* [MATERIAL PROVIDED]:

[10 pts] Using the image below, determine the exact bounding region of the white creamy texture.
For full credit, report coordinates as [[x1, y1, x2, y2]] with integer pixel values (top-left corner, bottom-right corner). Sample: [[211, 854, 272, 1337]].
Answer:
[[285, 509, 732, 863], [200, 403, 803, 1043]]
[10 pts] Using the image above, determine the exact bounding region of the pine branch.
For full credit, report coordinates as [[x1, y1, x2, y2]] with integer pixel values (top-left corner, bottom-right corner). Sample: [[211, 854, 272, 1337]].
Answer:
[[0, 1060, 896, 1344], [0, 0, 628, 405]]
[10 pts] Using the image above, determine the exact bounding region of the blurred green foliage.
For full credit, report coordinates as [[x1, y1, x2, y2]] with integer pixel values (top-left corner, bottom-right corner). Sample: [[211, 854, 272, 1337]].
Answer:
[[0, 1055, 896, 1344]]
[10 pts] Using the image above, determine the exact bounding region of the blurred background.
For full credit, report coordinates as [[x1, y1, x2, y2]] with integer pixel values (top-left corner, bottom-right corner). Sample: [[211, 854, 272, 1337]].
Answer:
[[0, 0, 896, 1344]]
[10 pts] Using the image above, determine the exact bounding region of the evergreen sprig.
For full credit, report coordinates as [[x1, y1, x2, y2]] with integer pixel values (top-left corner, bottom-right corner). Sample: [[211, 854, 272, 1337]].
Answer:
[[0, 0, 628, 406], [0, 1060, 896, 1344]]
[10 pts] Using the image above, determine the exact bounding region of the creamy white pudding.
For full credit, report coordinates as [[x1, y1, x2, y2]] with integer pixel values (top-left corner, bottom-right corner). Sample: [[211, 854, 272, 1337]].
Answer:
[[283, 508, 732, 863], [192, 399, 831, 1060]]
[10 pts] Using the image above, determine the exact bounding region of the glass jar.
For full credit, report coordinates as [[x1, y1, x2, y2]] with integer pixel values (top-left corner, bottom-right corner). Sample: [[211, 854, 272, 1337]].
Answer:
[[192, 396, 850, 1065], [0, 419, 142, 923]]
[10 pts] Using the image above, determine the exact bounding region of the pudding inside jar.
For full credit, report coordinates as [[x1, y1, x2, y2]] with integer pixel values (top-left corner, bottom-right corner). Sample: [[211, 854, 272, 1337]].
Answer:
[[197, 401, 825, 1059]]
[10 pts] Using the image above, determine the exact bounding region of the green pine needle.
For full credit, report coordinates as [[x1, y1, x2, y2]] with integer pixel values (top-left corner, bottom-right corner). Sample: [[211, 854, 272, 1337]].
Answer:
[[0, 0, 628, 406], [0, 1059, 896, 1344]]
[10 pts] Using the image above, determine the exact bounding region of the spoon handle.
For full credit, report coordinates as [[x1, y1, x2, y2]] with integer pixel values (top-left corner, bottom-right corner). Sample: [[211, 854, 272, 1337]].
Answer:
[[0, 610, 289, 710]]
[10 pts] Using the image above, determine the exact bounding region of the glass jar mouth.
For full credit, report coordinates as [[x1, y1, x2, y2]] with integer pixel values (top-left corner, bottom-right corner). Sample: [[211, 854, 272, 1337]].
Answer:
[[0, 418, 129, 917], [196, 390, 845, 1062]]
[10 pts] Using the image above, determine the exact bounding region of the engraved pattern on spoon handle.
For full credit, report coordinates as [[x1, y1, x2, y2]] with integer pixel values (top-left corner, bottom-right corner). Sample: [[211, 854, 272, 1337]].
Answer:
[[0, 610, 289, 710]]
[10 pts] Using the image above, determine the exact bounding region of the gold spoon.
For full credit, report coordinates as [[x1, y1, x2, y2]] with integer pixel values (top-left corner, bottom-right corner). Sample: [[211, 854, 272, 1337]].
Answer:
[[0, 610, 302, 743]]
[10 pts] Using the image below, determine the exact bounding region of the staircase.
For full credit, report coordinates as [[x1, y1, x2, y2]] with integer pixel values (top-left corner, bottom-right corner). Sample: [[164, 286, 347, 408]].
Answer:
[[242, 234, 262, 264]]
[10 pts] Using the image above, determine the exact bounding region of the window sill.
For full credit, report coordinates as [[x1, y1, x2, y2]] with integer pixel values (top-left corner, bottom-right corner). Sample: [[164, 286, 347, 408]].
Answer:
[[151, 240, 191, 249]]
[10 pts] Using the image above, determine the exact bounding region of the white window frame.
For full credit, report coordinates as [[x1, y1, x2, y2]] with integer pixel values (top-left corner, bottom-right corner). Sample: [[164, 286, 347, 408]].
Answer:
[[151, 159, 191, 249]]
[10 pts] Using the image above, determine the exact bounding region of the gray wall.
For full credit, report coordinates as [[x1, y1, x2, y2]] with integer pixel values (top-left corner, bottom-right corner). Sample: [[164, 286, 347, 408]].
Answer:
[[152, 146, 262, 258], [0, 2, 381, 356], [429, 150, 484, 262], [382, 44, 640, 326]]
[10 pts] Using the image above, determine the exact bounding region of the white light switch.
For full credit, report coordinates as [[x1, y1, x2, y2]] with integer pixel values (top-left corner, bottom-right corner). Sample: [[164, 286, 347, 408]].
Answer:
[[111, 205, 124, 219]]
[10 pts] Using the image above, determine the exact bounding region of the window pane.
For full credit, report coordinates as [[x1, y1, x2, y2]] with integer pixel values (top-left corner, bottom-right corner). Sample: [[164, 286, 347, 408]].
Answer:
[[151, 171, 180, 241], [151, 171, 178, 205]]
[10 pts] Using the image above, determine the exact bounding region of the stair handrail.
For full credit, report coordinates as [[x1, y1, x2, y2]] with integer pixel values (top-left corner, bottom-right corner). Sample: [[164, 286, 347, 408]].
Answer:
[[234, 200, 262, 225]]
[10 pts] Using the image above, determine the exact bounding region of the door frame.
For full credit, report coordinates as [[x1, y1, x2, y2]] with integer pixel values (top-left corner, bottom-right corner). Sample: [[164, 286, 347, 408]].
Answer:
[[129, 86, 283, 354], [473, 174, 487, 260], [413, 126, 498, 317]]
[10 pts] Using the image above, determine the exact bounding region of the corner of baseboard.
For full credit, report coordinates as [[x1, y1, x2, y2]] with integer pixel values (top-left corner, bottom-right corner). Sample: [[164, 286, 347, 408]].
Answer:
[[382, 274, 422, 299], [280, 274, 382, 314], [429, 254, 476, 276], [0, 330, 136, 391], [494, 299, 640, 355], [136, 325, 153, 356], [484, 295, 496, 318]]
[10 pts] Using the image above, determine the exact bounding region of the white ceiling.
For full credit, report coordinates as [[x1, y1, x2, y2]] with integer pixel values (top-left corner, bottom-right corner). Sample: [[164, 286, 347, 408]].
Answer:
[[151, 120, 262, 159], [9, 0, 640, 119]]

* [DIRECTIONS FOR THIS TASK]:
Put all of the lines above into a JSON list of strings, one string per line. Leave out any blank lines.

* [THE OUTPUT]:
[
  "[10 pts] Using the image below, determine the exact bounding region of the white creamy texture.",
  "For full credit, report coordinates as [[x1, y1, x2, y2]] with integer pixel values (top-left corner, bottom-right corner). Sample: [[211, 854, 272, 1337]].",
  "Answer:",
  "[[285, 509, 732, 863], [200, 403, 803, 1043]]",
  "[10 pts] Using the image above, determine the exact bounding region of the pine branch.",
  "For full credit, report coordinates as [[x1, y1, x2, y2]] with integer pixel values (top-left corner, bottom-right corner). Sample: [[211, 854, 272, 1337]].",
  "Answer:",
  "[[0, 1060, 896, 1344], [0, 0, 628, 405]]",
  "[10 pts] Using the image above, determine the exact bounding region of the blurred green foliage.",
  "For full credit, report coordinates as [[x1, y1, x2, y2]] with integer pixel values (top-left corner, bottom-right corner). Sample: [[211, 854, 272, 1337]].",
  "Answer:",
  "[[0, 1055, 896, 1344]]",
  "[10 pts] Using the image above, determine the exact bounding region of the blurred background.",
  "For full credit, report coordinates as [[x1, y1, x2, y2]] with integer pixel values (top-left corner, bottom-right corner). Sample: [[211, 854, 272, 1337]].",
  "Answer:",
  "[[0, 0, 896, 1344]]",
  "[10 pts] Using the image above, determine the exact bounding region of the evergreen sprig.",
  "For full credit, report coordinates as [[x1, y1, x2, y2]] with integer pixel values (top-left corner, bottom-right corner). Sample: [[211, 854, 272, 1337]].",
  "Answer:",
  "[[0, 0, 628, 406], [0, 1060, 896, 1344]]",
  "[10 pts] Using the image above, determine the exact bounding region of the creamy white pudding.",
  "For full credit, report coordinates as [[x1, y1, x2, y2]] with integer pixel values (top-left corner, bottom-right corner). Sample: [[211, 854, 272, 1337]].",
  "Answer:",
  "[[283, 508, 732, 863], [192, 399, 831, 1060]]",
  "[10 pts] Using the image above, determine the exact bounding region of the glass jar.",
  "For full credit, report coordinates as [[x1, y1, x2, y2]] with integer pixel values (top-left corner, bottom-right corner). Sample: [[211, 854, 272, 1337]].",
  "Answer:",
  "[[192, 396, 850, 1065], [0, 419, 142, 923]]",
  "[10 pts] Using the image above, determine the exact bounding region of the pudding inside jar.",
  "For full credit, report coordinates as [[x1, y1, x2, y2]] with integer pixel values (top-left corner, bottom-right corner). Sample: [[211, 854, 272, 1337]].",
  "Answer:",
  "[[197, 401, 825, 1059]]",
  "[10 pts] Using the image above, determine the exact bounding region of the green pine needle.",
  "For full credit, report coordinates as [[x1, y1, x2, y2]] with integer pixel values (top-left corner, bottom-right corner). Sample: [[211, 854, 272, 1337]].",
  "Answer:",
  "[[0, 0, 628, 406], [0, 1059, 896, 1344]]",
  "[10 pts] Using the image above, determine the exact bounding region of the spoon handle.",
  "For full credit, report coordinates as [[x1, y1, x2, y2]] with integer pixel values (top-left corner, bottom-right corner). Sample: [[211, 854, 272, 1337]].",
  "Answer:",
  "[[0, 610, 289, 710]]",
  "[10 pts] Using the image above, determine the exact bounding region of the glass jar mouth.",
  "For full credit, report coordinates as [[x1, y1, x2, y2]] with integer pixel values (top-left corner, bottom-right corner). Sample: [[211, 854, 272, 1337]].",
  "Answer:",
  "[[0, 418, 129, 917], [196, 390, 845, 1062]]",
  "[10 pts] Using the image above, determine the exact bounding region of the engraved pattern on spoon handle.",
  "For full credit, report coordinates as [[x1, y1, x2, y2]] with integer pixel values (top-left corner, bottom-right corner). Sample: [[211, 854, 272, 1337]].",
  "Answer:",
  "[[0, 610, 289, 710]]",
  "[10 pts] Using the image above, determine the exact bounding region of the gold spoon.",
  "For full credit, report coordinates as [[x1, y1, x2, y2]] with integer pixel values (top-left corner, bottom-right corner). Sample: [[211, 854, 272, 1337]].",
  "Answer:",
  "[[0, 610, 302, 743]]",
  "[10 pts] Using the image below, determine the exact bounding region of the staircase.",
  "For full credit, report coordinates as [[x1, y1, x2, y2]] with integer pixel values (top-left corner, bottom-right corner). Sample: [[164, 286, 347, 408]].",
  "Answer:",
  "[[242, 234, 262, 264]]",
  "[10 pts] Using the image above, determine the exact bounding region of the window sill.",
  "For full credit, report coordinates as [[x1, y1, x2, y2]] with integer pixel values (top-left corner, bottom-right corner). Sample: [[164, 286, 347, 408]].",
  "Answer:",
  "[[151, 240, 191, 249]]",
  "[10 pts] Using the image above, determine the exact bounding region of the white window frame.",
  "For full credit, report coordinates as [[x1, y1, x2, y2]] with integer pixel values (top-left corner, bottom-right corner). Sample: [[164, 286, 347, 408]].",
  "Answer:",
  "[[151, 159, 191, 249]]",
  "[10 pts] Using the image above, determine the exact bounding region of the gray wall.",
  "For full credit, report coordinates as [[x1, y1, x2, y2]] with integer pixel values (top-left corner, bottom-right corner). Sample: [[164, 286, 347, 408]].",
  "Answer:",
  "[[152, 146, 262, 258], [0, 2, 381, 356], [429, 150, 484, 262], [382, 44, 640, 326]]",
  "[10 pts] Using the image above, determine the exact bounding region of the white light switch.",
  "For full credit, report coordinates as [[x1, y1, x2, y2]] with integer pixel values (top-left corner, bottom-right corner). Sample: [[164, 286, 347, 408]].",
  "Answer:",
  "[[111, 205, 124, 219]]",
  "[10 pts] Using the image above, determine the exact bounding region of the window pane.",
  "For full credit, report coordinates as [[x1, y1, x2, y2]] with integer pixel values (top-left corner, bottom-right corner). Sample: [[164, 286, 347, 408]].",
  "Answer:",
  "[[151, 171, 180, 241], [151, 171, 178, 205]]",
  "[10 pts] Using the image above, determine the exact bounding region of the stair handrail.",
  "For full credit, report coordinates as [[x1, y1, x2, y2]] with integer pixel values (top-left corner, bottom-right corner). Sample: [[164, 286, 347, 408]].",
  "Answer:",
  "[[234, 200, 262, 225]]",
  "[10 pts] Using the image above, determine the exact bounding region of the door frame.",
  "For full credit, report coordinates as [[x1, y1, x2, y2]] with integer pixel values (top-left corner, bottom-right corner). Sample: [[164, 286, 347, 408]].",
  "Answer:",
  "[[129, 86, 283, 354], [473, 174, 487, 260], [413, 126, 498, 317]]",
  "[10 pts] Using the image above, determine the exact bounding region of the corner of baseboard.",
  "For full credit, report coordinates as [[x1, y1, x2, y2]] with integer pixel values (top-left corner, bottom-right corner). Sample: [[164, 286, 347, 408]].",
  "Answer:",
  "[[382, 274, 422, 299], [280, 274, 382, 314], [429, 254, 476, 276], [0, 330, 136, 391], [494, 299, 640, 355], [136, 325, 153, 356], [484, 295, 496, 318]]",
  "[10 pts] Using the image above, determine the exact bounding region of the white ceiling.",
  "For full credit, report coordinates as [[x1, y1, x2, y2]] with integer pixel values (top-left corner, bottom-right corner). Sample: [[164, 286, 347, 408]].",
  "Answer:",
  "[[151, 120, 262, 159], [9, 0, 640, 119]]"
]